## Ausgangstext

----------

Altsdtadtzauber in Kyoto. Tag #9 in Japan

Nach dem verhunzten gestrigen Tag, schwor ich mir, es heute nicht so weit kommen zu lassen. Nach dem Aufwachen war ich erstmal leicht verlegen, weil ich meinen GastgeberInnen soviel Umstände gemacht habe. Was mich aber froh stimmte war die Buchsammlung von Taka, meinem Host. Bücher über Kunst, SciFi-Klassiker, Standardwerke der Weltliteratur, obskures Zeug, ganz ganz tolle Mangas. Taka und seine Frau, waren augenscheinlich belesene Menschen mit Geschmack. Sowas mag ich :3

Meine erste „große“ Tat an diesem Morgen war einmal eine längst fällige Rasur. Der Käpt’n Iglo-Look ging nicht nur mir auf den Geist, sondern passte schlicht nicht nach Japan. Hier rasieren sich die meisten Männer gründlich bzw. achten auf ihren Bart. Und Deo. Ganz viel Deo. Ich schwitze schon im Allgemeinen sehr viel, aber in Japans brütender Sommerhitze und bei extremer Luftfeuchtigkeit werde ich zur wandelnden Schweissfabrik. Gestank inklusive. Und Wäsche waschen. Endlich Stinkewäsche waschen. Yeah, oida!!
Takas Frau bereitete mir ein absolut grandioses Frühstück vor, welches mich nicht nur satt machte, sondern auch ur-gesund war. Thank you for the great breakfast, you are the best 🙂 Was ich auch toll fand war die Tatsache, sich Takas Frau (Name vergessen, ähem) sich gut mit alternativer Musik und sonstigen interessanten popkulturellen Dingen auskannte. Wir sprachen über gute Mangas, über Bands, ein wenig über Politik, über die (mangelnde) Qualität des Englischunterrichts in Japan, und und und. Es war interessant und befreiend Menschen zu treffen, deren Horizont viel weiter reicht als nur bis an die Grenzen Japans. Achja, und wir sprachen auf Englisch, mein Japanisch reicht für derartige Gespräche bei weitem nicht aus.

Als erstes Ziel meines heutigen Tages hatte ich mir den Biwa-See ausgesucht. Ich wollte schon gestern dorthin baden gehen, aber bekanntlich ging da alles den Bach runter. „Revenge“ war also angesagt, koste es was es wolle. Also mit der Tingeltangel-Lokalbahn bis nach Woswasi gefahren und dort zum nahegelegenen Strand. Juchee, da See!!!

----------

## Gespeicherte Zeilen
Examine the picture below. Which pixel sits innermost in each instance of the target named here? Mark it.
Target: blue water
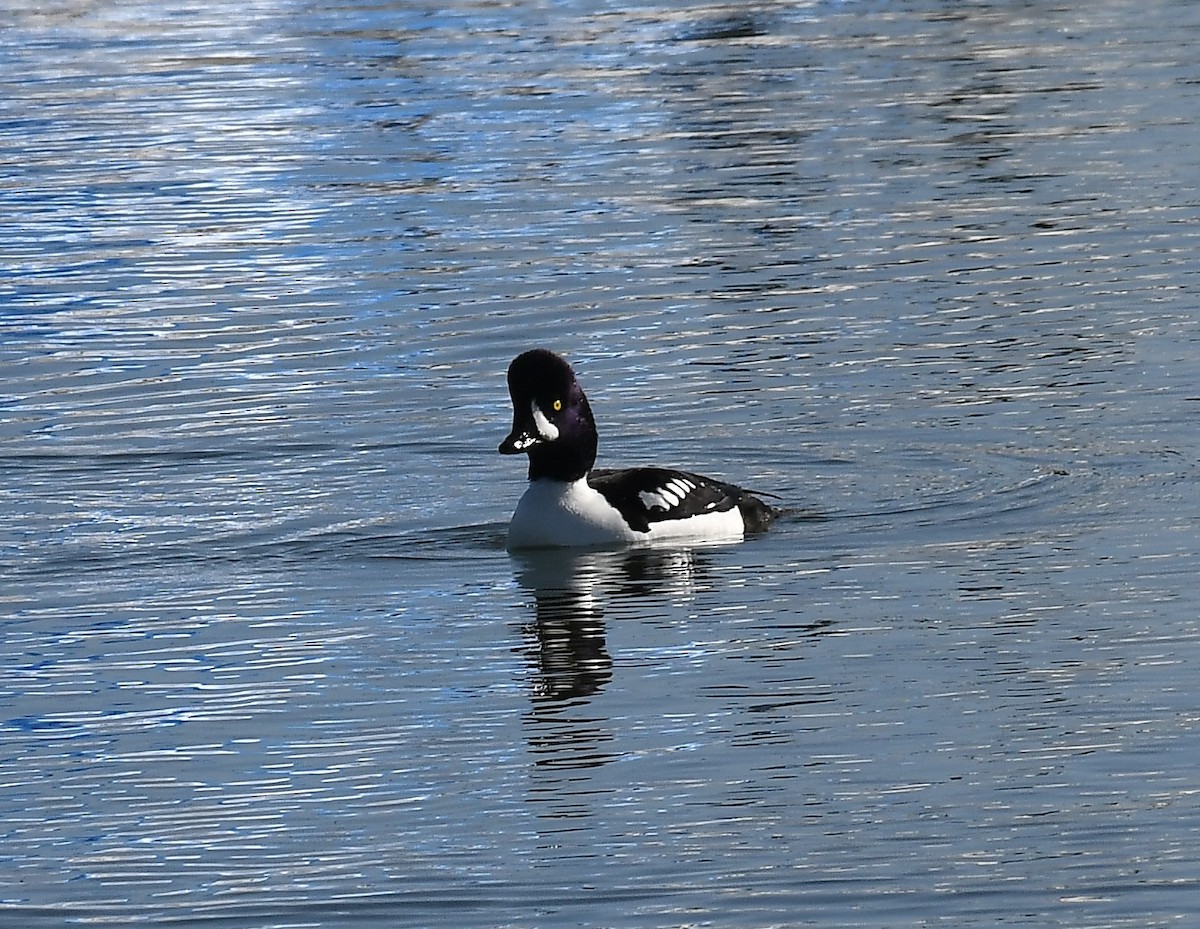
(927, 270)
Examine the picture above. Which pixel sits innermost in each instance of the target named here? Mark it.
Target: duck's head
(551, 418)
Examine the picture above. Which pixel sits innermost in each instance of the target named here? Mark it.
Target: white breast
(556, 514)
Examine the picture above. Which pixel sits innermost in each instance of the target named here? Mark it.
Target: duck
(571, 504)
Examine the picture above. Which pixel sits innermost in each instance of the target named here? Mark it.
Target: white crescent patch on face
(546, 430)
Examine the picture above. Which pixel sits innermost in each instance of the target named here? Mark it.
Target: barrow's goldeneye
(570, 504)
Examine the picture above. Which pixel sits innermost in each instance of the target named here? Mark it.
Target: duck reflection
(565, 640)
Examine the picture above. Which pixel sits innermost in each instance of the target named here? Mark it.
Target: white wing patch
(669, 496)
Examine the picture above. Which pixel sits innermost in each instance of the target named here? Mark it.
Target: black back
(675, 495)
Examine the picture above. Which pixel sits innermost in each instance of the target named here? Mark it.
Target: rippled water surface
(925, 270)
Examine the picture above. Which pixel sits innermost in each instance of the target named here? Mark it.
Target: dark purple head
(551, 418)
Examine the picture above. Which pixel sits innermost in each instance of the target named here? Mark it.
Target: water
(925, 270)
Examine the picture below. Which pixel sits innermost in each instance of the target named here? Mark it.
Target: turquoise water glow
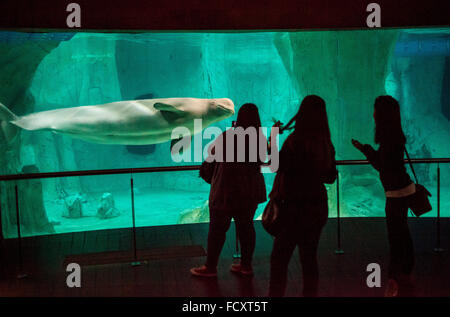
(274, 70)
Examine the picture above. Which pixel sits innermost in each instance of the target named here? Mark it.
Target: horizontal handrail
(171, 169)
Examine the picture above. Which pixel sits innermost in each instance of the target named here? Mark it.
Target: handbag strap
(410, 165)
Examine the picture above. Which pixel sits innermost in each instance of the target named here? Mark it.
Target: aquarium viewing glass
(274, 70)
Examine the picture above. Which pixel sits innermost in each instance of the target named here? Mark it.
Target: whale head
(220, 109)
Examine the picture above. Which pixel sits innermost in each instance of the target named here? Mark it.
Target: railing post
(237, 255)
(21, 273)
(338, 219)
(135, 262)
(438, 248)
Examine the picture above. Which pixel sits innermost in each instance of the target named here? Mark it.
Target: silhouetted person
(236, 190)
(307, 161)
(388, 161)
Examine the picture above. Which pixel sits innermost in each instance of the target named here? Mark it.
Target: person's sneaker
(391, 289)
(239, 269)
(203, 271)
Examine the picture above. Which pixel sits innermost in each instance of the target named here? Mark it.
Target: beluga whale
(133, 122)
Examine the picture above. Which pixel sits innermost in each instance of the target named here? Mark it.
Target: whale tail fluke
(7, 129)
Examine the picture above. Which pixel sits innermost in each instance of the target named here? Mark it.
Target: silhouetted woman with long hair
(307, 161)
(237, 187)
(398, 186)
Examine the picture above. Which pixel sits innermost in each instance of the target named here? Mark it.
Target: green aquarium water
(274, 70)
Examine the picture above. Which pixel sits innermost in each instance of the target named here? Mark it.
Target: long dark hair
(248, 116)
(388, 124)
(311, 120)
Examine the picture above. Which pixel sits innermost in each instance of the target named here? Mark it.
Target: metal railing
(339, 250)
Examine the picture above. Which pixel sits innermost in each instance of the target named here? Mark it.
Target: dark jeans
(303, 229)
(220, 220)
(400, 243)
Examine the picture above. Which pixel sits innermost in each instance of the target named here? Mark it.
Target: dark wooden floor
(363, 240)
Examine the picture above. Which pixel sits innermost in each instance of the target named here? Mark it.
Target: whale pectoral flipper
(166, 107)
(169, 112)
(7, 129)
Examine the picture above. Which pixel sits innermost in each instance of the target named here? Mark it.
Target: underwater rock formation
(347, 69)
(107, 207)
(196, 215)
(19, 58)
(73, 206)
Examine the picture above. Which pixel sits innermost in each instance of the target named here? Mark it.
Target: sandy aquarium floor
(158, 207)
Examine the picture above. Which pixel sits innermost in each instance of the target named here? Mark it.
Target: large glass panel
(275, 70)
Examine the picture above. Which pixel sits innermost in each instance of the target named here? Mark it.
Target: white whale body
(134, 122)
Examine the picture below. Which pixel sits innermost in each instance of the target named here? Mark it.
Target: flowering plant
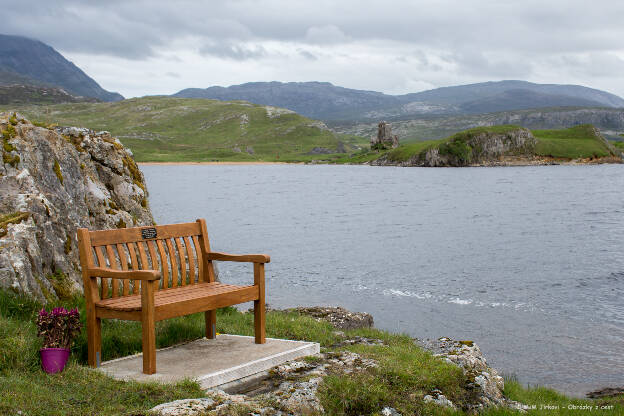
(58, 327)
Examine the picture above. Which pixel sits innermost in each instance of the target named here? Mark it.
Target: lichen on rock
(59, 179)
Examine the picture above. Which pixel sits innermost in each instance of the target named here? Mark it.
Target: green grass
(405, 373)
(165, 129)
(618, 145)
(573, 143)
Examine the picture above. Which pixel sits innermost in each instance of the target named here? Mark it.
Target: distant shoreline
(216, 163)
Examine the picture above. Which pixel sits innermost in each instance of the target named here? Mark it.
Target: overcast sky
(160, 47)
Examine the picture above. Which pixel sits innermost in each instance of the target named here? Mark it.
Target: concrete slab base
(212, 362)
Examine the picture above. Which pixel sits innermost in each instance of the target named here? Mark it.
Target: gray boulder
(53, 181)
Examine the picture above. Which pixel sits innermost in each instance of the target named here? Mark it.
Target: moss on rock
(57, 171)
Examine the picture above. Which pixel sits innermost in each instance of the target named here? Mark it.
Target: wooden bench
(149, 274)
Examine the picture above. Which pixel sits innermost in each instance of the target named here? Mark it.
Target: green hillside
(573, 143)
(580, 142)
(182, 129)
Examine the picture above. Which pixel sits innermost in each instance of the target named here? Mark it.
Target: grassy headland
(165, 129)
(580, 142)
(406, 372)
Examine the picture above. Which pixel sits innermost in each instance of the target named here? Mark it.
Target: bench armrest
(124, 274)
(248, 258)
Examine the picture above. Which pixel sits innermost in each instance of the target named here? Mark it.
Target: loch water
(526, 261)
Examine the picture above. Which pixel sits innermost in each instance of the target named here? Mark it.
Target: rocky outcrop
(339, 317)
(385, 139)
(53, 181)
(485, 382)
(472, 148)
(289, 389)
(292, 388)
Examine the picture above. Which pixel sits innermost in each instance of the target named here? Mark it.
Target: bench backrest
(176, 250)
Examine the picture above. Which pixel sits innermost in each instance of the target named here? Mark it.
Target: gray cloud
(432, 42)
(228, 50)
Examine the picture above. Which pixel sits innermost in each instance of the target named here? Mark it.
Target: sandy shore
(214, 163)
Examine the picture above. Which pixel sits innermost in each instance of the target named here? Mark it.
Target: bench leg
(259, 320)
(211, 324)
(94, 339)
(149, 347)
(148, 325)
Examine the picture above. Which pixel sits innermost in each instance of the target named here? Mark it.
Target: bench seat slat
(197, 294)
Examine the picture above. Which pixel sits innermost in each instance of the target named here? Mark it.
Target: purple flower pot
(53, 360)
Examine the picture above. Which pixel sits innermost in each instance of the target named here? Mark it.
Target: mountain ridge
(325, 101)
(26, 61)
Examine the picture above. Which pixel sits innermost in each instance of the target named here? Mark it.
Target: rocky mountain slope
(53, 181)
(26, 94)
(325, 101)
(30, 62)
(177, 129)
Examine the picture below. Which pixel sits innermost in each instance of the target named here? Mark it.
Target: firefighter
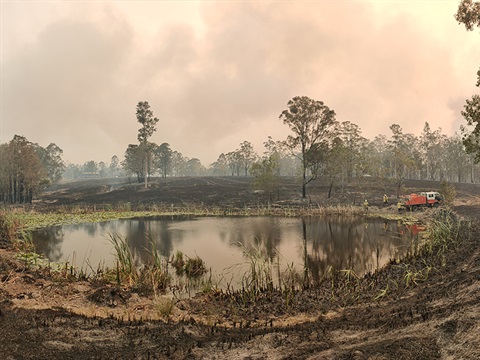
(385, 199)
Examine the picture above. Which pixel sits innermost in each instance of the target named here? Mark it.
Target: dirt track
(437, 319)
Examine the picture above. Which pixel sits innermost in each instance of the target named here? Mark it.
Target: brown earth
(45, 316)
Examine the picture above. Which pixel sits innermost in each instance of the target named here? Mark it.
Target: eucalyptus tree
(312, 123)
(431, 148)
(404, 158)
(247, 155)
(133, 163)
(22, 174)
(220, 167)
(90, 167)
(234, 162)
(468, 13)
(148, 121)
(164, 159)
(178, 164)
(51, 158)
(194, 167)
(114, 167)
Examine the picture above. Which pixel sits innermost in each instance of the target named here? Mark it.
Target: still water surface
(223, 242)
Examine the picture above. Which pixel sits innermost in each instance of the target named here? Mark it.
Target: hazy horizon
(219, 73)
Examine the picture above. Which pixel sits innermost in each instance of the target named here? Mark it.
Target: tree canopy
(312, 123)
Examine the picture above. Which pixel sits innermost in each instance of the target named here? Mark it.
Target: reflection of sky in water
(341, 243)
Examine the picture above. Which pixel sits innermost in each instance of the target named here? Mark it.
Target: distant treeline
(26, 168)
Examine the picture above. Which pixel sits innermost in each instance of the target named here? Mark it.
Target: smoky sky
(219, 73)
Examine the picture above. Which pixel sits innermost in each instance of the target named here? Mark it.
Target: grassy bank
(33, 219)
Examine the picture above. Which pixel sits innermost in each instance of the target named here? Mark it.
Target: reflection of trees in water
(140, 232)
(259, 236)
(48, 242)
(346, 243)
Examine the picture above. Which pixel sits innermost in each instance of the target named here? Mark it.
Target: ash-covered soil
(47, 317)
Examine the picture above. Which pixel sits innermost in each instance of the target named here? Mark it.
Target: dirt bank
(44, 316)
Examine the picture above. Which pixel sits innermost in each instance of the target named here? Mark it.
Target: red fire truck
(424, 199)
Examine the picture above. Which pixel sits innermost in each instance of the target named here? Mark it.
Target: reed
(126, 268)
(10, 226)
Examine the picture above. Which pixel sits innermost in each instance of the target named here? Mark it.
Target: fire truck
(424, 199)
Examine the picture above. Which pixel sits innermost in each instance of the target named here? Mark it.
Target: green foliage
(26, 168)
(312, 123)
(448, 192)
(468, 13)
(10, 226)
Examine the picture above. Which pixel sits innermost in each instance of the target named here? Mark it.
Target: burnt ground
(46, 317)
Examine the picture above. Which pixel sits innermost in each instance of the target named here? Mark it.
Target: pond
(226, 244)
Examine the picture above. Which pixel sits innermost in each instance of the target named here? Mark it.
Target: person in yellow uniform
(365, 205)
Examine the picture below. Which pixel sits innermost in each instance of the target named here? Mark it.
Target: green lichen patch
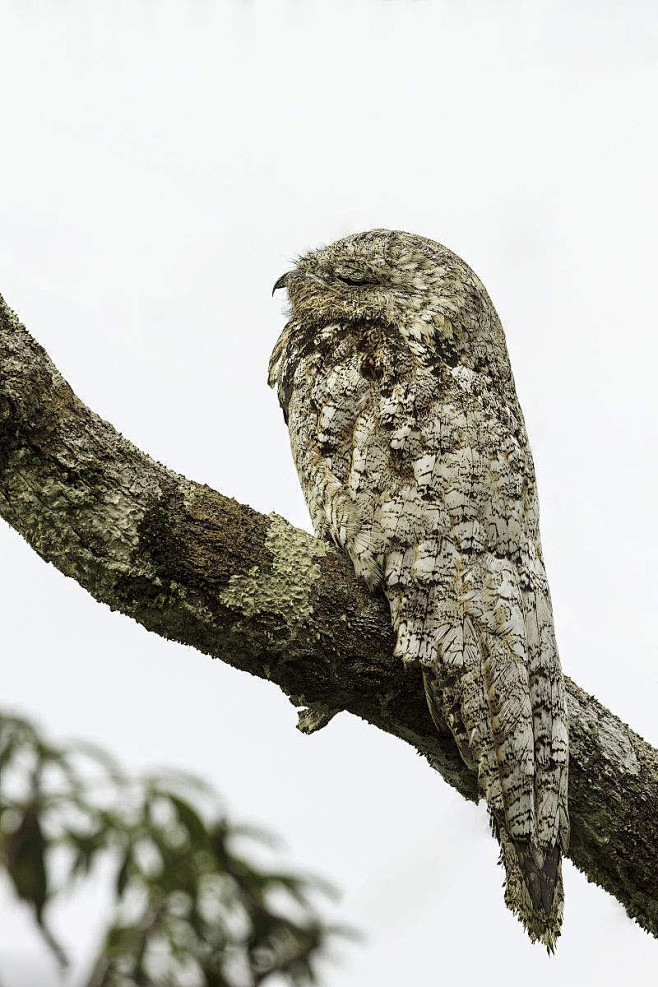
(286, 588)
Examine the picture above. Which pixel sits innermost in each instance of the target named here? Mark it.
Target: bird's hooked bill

----------

## Aufgaben
[1] Fasse den Reisebericht über den Tag in Kyoto in zwei Sätzen zusammen.
[2] Stimmen die folgenden Aussagen mit dem Reisebericht überein? Antworte jeweils mit Ja oder Nein und zitiere die entscheidenden Worte.
(a) Das Gespräch beim Frühstück wurde auf Japanisch geführt.
(b) In Takas Buchsammlung gibt es auch Mangas.
(c) Der Biwa-See war schon für den Vortag als Badeziel geplant.
[3] Führe den Reisebericht über den Tag in Kyoto im Anschluss an seinen letzten Satz weiter.

## Antworten je Aufgabe
[1] Am Morgen des neunten Tages in Japan freut sich die schreibende Person über Takas Buchsammlung, rasiert sich, will Wäsche waschen und bekommt von Takas Frau ein gesundes Frühstück, bei dem auf Englisch über Mangas, Bands und Politik gesprochen wird. Danach geht es mit der Lokalbahn zum Strand am Biwa-See, wo schon am Vortag gebadet werden sollte.

[2]
(a) Nein: „wir sprachen auf Englisch, mein Japanisch reicht für derartige Gespräche bei weitem nicht aus“
(b) Ja: „Bücher über Kunst, SciFi-Klassiker, Standardwerke der Weltliteratur, obskures Zeug, ganz ganz tolle Mangas“
(c) Ja: „Ich wollte schon gestern dorthin baden gehen“

[3]
Der Biwa-See/琵琶湖 ist übrigens der größte See Japans. Und mit groß meine ich FETT groß. Neusiedlersee-Style-Groß, oder noch größer, müsste ich nachschauen hab aber keinen Bock. Auf jeden Fall gibt’s rund um den See zahlreiche Werften, Fischereibetriebe und natürlich auch Badestrände. Ob sich irgendwelche Legenden um den See ranken kann ich nicht beantworten, dafür erzähl ich euch aber meine.
In dieser geht es um das geheimnisvolle Volk der Japaner und ihr Leben am Rande des großen Wassers. Als ich sie besuchen kam, sprachen sie in fremden Zungen, welche für Außenstehende oft schwer verständlich sind. Sie kamen niemals alleine zum großen Wasser. Nein, sie hingen aneinander wie Kletten, als ob aus dem großen Wasser in Bälde Gefahr zu kommen drohte. Inmitten der Vielzahl der Gruppen meist junger Leute befand sich eine Feuerstelle, vergleichbar mit unserem europäischen „Grill“. Daraufhin legte ein meist männlicher junger Japaner nach und nach Stücke getöteten Tieres. Es war ein großes Fressen, welchem sich die Gruppen hingaben.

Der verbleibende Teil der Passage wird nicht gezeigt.